Exercise details:
Transcribe all the entries word for word, omitting any pictures they contain.

Dataset rows on where objects appear:
..............................
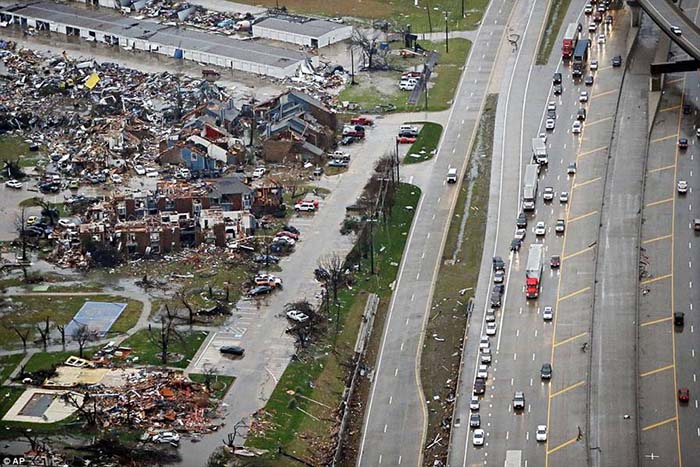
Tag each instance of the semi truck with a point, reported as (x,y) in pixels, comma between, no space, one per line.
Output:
(539,151)
(580,57)
(533,272)
(514,458)
(530,187)
(571,37)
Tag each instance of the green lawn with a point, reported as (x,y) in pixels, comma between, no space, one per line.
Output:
(557,13)
(32,310)
(379,89)
(425,144)
(398,12)
(148,351)
(320,374)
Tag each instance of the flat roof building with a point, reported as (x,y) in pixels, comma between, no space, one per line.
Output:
(129,33)
(303,31)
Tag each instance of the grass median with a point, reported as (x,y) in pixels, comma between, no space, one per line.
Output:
(555,18)
(458,276)
(378,89)
(301,413)
(426,144)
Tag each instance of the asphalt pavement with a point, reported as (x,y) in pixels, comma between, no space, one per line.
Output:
(524,340)
(395,418)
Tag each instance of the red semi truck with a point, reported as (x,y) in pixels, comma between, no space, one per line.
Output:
(533,272)
(570,40)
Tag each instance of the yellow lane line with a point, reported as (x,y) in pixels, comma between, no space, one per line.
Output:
(652,240)
(656,321)
(656,279)
(573,338)
(658,370)
(567,389)
(658,424)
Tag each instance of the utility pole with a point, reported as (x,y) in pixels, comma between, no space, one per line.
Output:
(447,37)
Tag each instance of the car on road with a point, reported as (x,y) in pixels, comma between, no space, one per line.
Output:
(547,313)
(491,329)
(499,276)
(478,437)
(521,221)
(519,400)
(546,371)
(474,403)
(560,226)
(298,316)
(548,193)
(540,228)
(541,433)
(475,420)
(484,342)
(232,350)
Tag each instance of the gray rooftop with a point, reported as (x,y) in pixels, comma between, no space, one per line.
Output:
(157,34)
(312,28)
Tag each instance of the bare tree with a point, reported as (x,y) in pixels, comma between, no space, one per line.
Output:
(43,331)
(374,57)
(81,335)
(23,334)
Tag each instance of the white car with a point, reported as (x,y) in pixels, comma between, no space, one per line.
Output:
(474,403)
(540,228)
(484,343)
(491,329)
(478,437)
(298,316)
(547,313)
(541,434)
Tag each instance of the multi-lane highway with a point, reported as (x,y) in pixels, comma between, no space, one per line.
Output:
(524,340)
(395,418)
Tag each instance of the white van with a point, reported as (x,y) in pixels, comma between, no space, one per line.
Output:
(452,175)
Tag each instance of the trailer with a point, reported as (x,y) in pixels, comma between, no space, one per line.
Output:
(533,272)
(571,37)
(539,151)
(530,187)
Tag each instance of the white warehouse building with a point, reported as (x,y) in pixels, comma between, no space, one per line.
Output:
(308,32)
(104,26)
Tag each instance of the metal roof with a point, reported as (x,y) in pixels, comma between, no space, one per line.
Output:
(314,28)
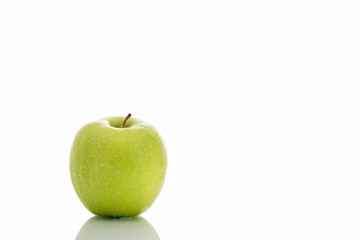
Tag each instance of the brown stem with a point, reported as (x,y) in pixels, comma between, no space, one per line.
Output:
(127,117)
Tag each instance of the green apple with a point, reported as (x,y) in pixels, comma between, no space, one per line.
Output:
(100,228)
(118,166)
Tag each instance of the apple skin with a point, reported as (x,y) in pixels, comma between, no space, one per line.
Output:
(118,171)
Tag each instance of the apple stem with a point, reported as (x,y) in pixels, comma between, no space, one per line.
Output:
(127,117)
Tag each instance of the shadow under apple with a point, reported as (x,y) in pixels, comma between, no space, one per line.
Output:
(128,228)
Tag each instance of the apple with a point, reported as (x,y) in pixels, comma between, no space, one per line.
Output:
(118,166)
(134,228)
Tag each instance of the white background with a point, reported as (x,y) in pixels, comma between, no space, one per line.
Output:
(257,101)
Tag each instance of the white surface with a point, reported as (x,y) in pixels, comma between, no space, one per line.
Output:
(257,101)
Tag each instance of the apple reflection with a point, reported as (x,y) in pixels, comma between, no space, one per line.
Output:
(102,228)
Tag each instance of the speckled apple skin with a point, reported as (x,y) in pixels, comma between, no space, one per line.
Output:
(118,171)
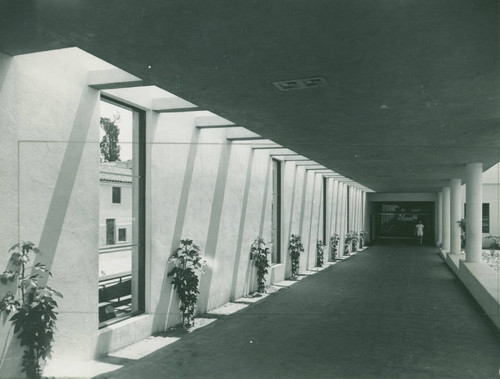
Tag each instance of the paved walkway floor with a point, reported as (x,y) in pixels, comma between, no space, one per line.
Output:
(388,312)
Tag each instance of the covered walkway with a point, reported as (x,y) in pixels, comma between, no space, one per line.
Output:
(388,312)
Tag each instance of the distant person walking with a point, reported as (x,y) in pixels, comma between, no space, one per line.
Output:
(419,231)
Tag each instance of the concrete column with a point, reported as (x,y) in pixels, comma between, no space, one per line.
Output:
(473,220)
(455,213)
(446,218)
(440,218)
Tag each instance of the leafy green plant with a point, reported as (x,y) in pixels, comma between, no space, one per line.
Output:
(334,246)
(461,224)
(495,245)
(34,312)
(295,248)
(188,263)
(259,253)
(320,253)
(347,243)
(354,240)
(362,235)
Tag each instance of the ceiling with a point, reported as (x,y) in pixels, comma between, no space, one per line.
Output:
(413,85)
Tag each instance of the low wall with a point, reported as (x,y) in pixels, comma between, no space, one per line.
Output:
(482,282)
..............................
Output for this exercise:
Tag each instance of the semi truck with a point, reported as (x,y) in pixels, comma between, no space, one per line.
Output:
(539,151)
(580,57)
(533,272)
(514,458)
(530,187)
(571,37)
Tag each instance of the green lawn with a point, reported as (x,y) in pixels, comma between, no space, one per line.
Output:
(557,13)
(32,310)
(379,89)
(425,144)
(398,12)
(148,351)
(320,374)
Tag each instance of the flat roof building with a point, reported as (x,y) in pixels, comma between, no space, one per line.
Output:
(129,33)
(303,31)
Tag each instance of the grass median with a point, reported as (x,y) in pixels, comma between, no space, one per line.
Output:
(555,18)
(458,276)
(378,89)
(301,413)
(426,144)
Tag each instance of the asphalt pavement with a point, reported as (x,y) in pixels, comma between, no space, one per line.
Output:
(524,340)
(395,418)
Tag each instance of the red semi truck with a point, reported as (x,y) in pixels, comma between, no space, one per line.
Output:
(533,272)
(570,40)
Tag each instance of the yellow lane line with a point, reported as (x,y) in pixels, comma between, no space, one per line.
Output:
(652,240)
(656,321)
(656,279)
(573,338)
(658,370)
(567,389)
(658,424)
Tag each instance of the utility pole with a point, reported as (x,y) in pixels, comma between, no space, one per line.
Output:
(447,37)
Tag each instance of the car on road with a point, reported as (x,y) in pixels, comma between, no space, one per line.
Output:
(547,313)
(491,329)
(499,276)
(478,437)
(521,221)
(519,400)
(546,371)
(474,403)
(560,226)
(298,316)
(548,193)
(540,228)
(541,433)
(475,420)
(484,342)
(232,350)
Tag each instance of the gray rooftop with a point, reported as (x,y) in pixels, comma between, no space, one per line.
Output:
(157,34)
(312,28)
Tag each instance of the bare tree with a point, reported as (x,y) in pixels, comma between, no space, one per line.
Output:
(43,331)
(374,57)
(81,335)
(23,334)
Tag each instance of the white car with a point, reported as (x,y) in pixels, comma between, no space, one per line.
Output:
(474,403)
(540,228)
(484,343)
(491,329)
(478,437)
(298,316)
(547,313)
(541,434)
Tag each instance of the multi-lane highway with a point, reported as (x,y) in pixels, comma between, no space, one per line.
Output:
(524,340)
(395,418)
Tag each instance of the white van with a point, reported as (x,y) in pixels, comma between, no space, one per line.
Output:
(452,175)
Tag each instance of the trailer with a point, reported as (x,y) in pixels, comma between, no space, one per line.
Output:
(533,272)
(571,37)
(539,151)
(530,187)
Tag each instance of the white warehouse building with a point, reported as (x,y) in pixels, comma between, no space, one per line.
Output:
(308,32)
(104,26)
Tag each instance of the metal roof with a point, reported as (x,y) in pixels, comma between, no space, one per line.
Output:
(314,28)
Tag each instance of the brown stem with a point, reported as (x,y) in pixels, comma between, no space, one per line.
Output:
(127,117)
Tag each instance of the green apple with a point, reported as (x,y) in pixels, comma between, no space, one per line.
Output:
(100,228)
(118,166)
Tag each instance of the apple skin with a point, reported as (x,y) in pixels, comma between, no space, one per line.
Output:
(118,171)
Tag each instance of the apple stem with a point, reported as (x,y) in pixels, comma between, no space, one per line.
Output:
(127,117)
Tag each instance of the shadow under apple with a point, reported as (x,y) in pixels, comma between, no space, one per line.
Output:
(128,228)
Tag each instance of the apple with a point, reported as (x,y) in pixels, comma between, no space, one per line.
Output:
(118,166)
(134,228)
Tag each instance of the white background with a point, reported as (x,y) in pixels, comma between, no space, one per line.
Output:
(257,101)
Tag each instance of the white surface with a point, reported as (x,y) in pixels, comma between, no space, one per line.
Output:
(257,101)
Tag each instance of the apple reflection with a point, reported as (x,y) in pixels, comma between, no space, one per line.
Output:
(102,228)
Tag each instance of the speckled apple skin with a point, reported as (x,y) in pixels, comma between, no space, one per line.
Output:
(118,171)
Tag each instance of the paved walkway floor with a point, reported as (x,y) in pixels, comma between, no space, one per line.
Output:
(388,312)
Tag each instance of the covered walkway with a point, reported as (x,y) in pixels, comma between, no space, one per line.
Output:
(388,312)
Tag each instance of the distant person walking with a point, reported as (x,y) in pixels, comma between, no space, one per line.
Output:
(419,231)
Tag each instance of the concrete column with a point, reported as (x,y) in pixels, comma between, no space, one per line.
Output:
(473,220)
(455,213)
(446,218)
(440,218)
Tag each instance of the leafy green plant with a point, reported as (x,y) in pixels, comma between, no space, one per line.
Output:
(334,246)
(461,224)
(495,245)
(34,312)
(295,248)
(188,263)
(259,253)
(320,253)
(347,243)
(354,240)
(362,235)
Tag each instance of the ceiling with a point, reported as (x,y) in pixels, comma between, no space, one per line.
Output:
(413,85)
Tag each instance of the low wall with a point, reported as (x,y) in pixels, comma between, no space, one per line.
Output:
(482,282)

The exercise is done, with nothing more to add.